Determine how many lines in the records below contain the string "trail". Reply with the number alone.

(Point-based annotation data)
----

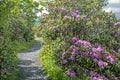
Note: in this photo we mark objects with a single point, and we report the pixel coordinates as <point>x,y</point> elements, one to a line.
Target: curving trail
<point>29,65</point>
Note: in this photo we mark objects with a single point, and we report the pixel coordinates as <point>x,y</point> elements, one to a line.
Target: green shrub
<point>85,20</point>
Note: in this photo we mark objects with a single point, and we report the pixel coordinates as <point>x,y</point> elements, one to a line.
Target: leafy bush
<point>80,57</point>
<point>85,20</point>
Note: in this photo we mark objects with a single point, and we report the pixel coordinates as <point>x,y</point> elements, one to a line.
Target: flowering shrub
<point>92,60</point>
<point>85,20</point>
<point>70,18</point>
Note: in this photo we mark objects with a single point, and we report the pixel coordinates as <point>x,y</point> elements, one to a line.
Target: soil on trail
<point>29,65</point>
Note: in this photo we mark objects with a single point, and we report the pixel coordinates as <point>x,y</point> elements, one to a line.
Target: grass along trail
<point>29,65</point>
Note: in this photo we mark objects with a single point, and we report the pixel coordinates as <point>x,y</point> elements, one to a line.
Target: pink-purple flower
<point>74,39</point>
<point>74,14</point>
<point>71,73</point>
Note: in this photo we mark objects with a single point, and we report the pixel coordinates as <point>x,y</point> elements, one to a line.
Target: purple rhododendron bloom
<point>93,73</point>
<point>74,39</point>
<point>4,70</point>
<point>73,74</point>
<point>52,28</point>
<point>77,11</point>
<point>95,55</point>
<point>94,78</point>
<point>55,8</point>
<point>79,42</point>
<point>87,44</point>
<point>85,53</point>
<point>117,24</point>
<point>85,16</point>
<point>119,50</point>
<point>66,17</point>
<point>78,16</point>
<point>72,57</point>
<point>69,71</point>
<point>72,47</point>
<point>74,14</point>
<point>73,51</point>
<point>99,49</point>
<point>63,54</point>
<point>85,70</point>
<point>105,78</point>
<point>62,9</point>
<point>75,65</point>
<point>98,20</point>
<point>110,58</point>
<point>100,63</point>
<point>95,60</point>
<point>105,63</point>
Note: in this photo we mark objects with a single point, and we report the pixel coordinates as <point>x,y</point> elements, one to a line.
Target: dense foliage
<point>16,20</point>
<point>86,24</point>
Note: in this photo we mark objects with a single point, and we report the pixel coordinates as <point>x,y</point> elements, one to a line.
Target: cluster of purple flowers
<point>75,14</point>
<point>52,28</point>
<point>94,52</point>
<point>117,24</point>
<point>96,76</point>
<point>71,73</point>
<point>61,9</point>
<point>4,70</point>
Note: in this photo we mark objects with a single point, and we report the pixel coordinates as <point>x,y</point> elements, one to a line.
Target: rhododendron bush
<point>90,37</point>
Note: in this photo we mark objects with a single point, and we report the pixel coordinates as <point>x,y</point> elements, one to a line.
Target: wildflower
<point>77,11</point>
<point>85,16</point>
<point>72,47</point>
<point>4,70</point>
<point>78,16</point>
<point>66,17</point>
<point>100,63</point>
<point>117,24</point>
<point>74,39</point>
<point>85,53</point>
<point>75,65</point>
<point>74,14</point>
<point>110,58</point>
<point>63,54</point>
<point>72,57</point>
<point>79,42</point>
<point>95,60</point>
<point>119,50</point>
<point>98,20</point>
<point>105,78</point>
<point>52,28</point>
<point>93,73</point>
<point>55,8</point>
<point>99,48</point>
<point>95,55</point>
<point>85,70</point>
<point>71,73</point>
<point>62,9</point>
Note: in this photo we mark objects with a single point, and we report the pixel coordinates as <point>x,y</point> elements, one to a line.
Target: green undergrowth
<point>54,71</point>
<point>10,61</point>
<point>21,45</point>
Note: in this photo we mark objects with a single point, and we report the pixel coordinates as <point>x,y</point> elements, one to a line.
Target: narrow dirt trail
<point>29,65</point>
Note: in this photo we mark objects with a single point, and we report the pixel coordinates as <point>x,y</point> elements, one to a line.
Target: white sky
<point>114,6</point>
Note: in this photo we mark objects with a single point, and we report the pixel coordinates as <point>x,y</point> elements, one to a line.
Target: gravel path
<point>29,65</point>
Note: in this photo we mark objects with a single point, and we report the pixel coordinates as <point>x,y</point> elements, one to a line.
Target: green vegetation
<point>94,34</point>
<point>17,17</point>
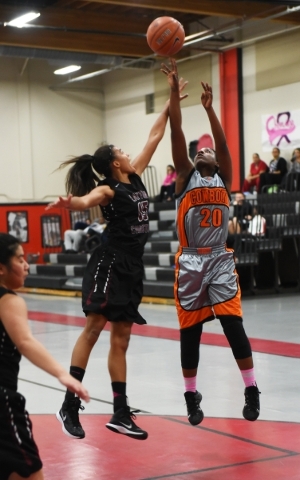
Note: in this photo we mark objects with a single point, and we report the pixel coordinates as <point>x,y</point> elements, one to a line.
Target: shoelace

----

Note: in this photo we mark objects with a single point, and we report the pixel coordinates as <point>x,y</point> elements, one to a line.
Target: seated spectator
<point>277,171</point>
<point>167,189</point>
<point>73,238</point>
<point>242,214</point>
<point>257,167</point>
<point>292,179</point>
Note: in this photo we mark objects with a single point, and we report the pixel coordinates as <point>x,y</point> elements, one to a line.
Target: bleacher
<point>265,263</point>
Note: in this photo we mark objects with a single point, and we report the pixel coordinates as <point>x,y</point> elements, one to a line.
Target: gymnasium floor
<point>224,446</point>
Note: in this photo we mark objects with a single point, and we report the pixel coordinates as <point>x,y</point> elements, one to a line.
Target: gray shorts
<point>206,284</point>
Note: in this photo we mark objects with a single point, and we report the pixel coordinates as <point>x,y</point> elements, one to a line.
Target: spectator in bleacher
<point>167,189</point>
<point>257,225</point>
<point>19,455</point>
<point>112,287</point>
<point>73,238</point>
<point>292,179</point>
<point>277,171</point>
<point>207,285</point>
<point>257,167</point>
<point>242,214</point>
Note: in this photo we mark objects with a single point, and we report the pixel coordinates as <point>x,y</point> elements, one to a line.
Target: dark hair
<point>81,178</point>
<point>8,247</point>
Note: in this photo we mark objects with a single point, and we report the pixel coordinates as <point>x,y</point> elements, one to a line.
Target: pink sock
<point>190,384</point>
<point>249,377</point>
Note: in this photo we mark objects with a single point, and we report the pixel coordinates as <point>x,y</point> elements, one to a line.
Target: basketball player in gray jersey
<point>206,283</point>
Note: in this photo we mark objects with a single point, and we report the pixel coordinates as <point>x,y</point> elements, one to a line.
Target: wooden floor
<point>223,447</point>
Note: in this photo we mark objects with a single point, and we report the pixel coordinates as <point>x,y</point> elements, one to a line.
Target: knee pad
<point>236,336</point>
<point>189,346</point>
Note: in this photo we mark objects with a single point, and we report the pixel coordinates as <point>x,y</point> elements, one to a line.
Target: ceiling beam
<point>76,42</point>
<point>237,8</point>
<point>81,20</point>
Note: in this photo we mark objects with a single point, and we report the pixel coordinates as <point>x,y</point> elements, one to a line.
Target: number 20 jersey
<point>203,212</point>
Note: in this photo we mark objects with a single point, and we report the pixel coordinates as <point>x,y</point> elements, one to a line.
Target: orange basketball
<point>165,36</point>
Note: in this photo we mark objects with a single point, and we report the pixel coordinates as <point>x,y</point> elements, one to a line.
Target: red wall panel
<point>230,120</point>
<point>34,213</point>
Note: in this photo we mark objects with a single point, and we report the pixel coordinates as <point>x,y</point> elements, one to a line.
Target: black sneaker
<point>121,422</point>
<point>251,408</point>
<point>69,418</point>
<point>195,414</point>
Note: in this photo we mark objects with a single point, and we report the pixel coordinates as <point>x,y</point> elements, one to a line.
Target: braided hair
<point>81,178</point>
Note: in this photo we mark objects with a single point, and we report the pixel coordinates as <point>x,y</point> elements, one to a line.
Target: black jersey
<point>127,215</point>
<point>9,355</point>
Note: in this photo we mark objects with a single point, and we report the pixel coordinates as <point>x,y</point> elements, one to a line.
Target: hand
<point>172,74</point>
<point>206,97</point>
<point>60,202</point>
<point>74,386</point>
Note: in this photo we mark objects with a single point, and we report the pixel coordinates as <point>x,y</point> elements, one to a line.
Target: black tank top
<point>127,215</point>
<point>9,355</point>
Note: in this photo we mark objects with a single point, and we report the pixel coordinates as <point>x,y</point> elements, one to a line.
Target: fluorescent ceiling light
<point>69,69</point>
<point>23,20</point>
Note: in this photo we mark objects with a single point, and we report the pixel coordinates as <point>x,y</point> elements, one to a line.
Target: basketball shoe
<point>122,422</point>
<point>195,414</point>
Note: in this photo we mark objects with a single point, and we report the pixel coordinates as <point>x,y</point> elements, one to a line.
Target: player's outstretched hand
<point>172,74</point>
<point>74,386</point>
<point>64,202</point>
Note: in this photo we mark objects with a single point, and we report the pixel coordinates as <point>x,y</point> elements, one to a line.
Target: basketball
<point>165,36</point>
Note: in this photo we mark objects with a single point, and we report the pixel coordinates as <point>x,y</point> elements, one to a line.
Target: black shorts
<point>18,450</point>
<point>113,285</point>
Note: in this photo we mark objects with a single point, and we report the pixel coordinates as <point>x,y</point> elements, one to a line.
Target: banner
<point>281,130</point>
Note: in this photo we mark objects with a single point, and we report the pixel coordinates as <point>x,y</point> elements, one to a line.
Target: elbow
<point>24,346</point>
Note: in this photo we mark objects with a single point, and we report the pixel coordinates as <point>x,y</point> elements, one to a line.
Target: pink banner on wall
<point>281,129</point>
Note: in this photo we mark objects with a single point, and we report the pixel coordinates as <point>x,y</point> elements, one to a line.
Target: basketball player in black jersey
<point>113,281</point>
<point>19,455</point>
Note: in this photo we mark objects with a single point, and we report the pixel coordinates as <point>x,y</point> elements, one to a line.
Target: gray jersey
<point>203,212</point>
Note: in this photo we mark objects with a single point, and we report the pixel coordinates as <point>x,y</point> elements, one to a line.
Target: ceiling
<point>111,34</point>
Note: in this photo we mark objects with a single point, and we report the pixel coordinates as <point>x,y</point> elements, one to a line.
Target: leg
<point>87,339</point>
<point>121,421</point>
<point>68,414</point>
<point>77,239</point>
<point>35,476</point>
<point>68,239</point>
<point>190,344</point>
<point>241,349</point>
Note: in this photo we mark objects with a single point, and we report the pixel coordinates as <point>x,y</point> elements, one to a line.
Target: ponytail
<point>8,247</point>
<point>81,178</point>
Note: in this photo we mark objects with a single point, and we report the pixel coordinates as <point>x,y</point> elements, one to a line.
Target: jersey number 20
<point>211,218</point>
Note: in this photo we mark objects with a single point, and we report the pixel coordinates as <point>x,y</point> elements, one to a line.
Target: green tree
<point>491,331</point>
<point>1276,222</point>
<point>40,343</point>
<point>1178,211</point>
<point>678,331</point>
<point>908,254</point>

----

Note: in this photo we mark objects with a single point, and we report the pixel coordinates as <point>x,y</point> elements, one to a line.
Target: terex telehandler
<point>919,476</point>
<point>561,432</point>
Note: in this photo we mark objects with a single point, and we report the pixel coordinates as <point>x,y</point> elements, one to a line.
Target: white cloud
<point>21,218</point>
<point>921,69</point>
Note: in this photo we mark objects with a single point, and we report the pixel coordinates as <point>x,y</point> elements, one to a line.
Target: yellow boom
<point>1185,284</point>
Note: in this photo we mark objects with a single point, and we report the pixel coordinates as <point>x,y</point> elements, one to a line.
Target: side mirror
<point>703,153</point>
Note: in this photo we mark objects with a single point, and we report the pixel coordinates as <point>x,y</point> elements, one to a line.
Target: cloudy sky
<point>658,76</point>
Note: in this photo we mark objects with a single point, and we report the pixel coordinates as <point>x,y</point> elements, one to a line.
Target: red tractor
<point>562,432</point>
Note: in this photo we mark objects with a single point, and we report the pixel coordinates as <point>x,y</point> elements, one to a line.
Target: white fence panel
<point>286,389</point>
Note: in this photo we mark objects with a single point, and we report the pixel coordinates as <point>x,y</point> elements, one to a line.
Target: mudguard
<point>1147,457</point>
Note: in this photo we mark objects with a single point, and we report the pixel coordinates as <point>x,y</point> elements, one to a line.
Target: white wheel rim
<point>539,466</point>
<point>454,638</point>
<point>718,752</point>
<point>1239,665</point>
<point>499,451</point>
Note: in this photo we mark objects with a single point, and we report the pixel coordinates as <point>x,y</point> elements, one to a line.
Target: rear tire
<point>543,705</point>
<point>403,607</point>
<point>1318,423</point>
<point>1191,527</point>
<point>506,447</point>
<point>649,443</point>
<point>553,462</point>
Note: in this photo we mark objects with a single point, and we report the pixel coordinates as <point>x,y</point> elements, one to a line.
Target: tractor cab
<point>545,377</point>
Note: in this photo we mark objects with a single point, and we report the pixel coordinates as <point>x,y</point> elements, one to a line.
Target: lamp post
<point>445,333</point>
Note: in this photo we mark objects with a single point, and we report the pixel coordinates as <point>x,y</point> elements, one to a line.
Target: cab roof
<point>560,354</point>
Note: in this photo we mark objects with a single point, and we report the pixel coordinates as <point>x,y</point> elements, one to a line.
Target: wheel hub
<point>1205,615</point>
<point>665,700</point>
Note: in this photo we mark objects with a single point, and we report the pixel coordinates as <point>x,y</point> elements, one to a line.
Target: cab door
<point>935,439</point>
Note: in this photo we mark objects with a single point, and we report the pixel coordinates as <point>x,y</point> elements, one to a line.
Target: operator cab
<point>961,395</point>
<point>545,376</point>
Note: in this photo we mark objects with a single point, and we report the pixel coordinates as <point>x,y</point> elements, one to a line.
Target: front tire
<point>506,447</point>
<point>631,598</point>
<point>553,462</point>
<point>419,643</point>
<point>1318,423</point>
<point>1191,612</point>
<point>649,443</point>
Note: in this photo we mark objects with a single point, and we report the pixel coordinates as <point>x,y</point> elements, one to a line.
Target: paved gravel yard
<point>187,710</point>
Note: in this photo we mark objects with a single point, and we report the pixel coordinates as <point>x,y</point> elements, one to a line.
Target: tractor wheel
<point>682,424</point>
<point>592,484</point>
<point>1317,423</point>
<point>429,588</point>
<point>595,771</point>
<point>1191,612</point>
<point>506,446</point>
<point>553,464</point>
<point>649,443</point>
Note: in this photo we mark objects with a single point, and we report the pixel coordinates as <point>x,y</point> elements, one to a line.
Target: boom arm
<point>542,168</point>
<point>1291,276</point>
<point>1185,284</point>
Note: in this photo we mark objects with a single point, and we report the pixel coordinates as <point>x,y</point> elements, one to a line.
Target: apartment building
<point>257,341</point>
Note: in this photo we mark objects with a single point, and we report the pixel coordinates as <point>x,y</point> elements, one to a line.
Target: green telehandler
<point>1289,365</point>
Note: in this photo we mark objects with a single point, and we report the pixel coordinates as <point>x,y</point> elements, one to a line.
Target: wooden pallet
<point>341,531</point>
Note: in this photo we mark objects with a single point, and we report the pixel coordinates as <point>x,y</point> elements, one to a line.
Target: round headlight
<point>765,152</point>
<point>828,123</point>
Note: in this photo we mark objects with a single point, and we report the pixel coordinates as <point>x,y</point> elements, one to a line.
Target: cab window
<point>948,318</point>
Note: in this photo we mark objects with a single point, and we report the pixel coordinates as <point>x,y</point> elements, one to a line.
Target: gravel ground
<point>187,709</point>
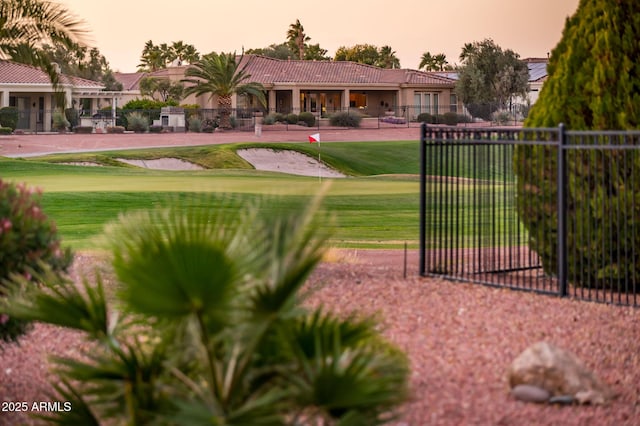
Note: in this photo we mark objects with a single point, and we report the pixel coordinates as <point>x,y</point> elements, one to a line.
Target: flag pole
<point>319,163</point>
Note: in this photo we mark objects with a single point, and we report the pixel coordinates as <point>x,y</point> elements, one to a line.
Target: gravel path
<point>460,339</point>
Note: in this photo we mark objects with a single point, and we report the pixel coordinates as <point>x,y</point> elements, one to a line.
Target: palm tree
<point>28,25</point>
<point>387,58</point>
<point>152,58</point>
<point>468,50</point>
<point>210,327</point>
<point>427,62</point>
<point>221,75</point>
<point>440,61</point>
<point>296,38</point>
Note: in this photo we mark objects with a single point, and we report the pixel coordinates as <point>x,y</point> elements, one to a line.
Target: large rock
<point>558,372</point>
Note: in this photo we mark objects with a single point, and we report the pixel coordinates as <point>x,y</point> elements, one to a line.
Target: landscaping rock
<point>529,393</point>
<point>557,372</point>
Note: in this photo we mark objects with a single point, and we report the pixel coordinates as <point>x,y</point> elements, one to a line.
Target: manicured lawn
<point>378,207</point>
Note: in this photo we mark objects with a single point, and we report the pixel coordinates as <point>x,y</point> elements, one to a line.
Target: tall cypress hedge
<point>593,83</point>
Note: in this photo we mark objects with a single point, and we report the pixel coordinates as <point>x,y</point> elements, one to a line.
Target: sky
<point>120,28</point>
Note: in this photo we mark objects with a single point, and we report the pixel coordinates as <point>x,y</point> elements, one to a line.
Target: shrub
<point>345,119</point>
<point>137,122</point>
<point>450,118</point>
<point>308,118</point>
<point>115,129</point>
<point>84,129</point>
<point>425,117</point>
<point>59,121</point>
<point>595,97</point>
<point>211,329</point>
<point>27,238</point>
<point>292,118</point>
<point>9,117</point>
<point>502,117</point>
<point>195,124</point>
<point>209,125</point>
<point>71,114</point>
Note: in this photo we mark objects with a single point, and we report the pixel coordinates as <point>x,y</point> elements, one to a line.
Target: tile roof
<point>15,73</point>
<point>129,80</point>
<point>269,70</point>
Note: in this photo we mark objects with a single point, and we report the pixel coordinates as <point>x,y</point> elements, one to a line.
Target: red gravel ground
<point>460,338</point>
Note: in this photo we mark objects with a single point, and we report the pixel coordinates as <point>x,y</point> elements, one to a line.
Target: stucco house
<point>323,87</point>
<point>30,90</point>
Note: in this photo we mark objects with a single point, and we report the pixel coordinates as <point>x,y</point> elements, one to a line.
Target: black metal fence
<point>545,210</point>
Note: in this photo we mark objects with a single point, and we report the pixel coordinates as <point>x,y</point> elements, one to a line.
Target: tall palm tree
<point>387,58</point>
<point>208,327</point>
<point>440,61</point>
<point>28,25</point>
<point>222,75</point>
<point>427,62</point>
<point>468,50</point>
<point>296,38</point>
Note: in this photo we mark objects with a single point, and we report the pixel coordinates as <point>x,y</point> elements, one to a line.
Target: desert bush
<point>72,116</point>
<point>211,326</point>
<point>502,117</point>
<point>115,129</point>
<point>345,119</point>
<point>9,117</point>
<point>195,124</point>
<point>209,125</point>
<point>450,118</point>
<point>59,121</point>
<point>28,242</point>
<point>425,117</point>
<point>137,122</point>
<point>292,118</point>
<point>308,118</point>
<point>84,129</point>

----

■ Expected answer
4